*EXCERPTED RECORDS*
# # # #

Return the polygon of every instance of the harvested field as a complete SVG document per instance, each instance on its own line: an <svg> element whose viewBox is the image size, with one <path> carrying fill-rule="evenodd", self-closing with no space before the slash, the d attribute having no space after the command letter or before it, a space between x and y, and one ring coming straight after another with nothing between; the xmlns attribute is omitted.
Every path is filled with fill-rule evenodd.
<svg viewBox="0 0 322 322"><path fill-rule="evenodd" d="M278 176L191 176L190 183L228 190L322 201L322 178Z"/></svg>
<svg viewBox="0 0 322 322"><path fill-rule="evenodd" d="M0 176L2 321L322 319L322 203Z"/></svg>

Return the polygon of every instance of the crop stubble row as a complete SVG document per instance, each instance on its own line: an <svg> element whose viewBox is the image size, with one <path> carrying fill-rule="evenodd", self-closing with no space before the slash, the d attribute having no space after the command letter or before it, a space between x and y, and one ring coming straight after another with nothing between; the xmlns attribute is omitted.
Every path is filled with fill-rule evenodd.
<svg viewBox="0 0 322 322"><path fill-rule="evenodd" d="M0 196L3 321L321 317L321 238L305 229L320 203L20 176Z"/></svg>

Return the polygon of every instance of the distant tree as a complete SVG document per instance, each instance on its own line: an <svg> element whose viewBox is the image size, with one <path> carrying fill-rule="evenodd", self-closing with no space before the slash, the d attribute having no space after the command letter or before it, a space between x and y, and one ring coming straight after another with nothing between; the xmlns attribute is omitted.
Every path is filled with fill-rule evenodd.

# # # #

*GIVEN EXERCISE*
Please repeat all of the lines above word for word, in the same order.

*EXERCISE ANSWER*
Return the polygon of every instance of the harvested field as a complete SVG document per instance, each instance on its own line: an <svg> element whose viewBox is the image size, with one <path> carrying fill-rule="evenodd", self-closing with no space before the slash, the d attribute having no space after the command letter or before it, a space between x and y, and one ring coming straight after another with nothing between; the xmlns attribute is omitted.
Every path is filled with fill-rule evenodd.
<svg viewBox="0 0 322 322"><path fill-rule="evenodd" d="M278 176L191 176L190 183L228 190L322 201L322 178Z"/></svg>
<svg viewBox="0 0 322 322"><path fill-rule="evenodd" d="M0 176L2 321L322 319L322 203Z"/></svg>

Return the polygon of every instance of the crop stubble row as a complete SVG document per instance, each instance on its own line: an <svg> element whose viewBox is the image size, with one <path> carrying fill-rule="evenodd", self-closing with no space before the slash, the d attribute having no space after the command letter or before it, a space between x and y, and one ring coming straight after another with nothing between; the xmlns attribute is omitted.
Every path is filled with fill-rule evenodd.
<svg viewBox="0 0 322 322"><path fill-rule="evenodd" d="M0 196L3 321L321 317L321 238L305 229L320 203L20 176Z"/></svg>

Return the polygon of every instance of the distant tree as a complete SVG document per instance, each instance on its own line: an <svg> element whose viewBox is the image size, with one <path> carrying fill-rule="evenodd", self-closing with no space before the slash, the d attribute having no space after the command letter or before it, a space between x and y, and one ring coming straight after another with nothing between; the xmlns attribute is omitted.
Every path is filled with fill-rule evenodd.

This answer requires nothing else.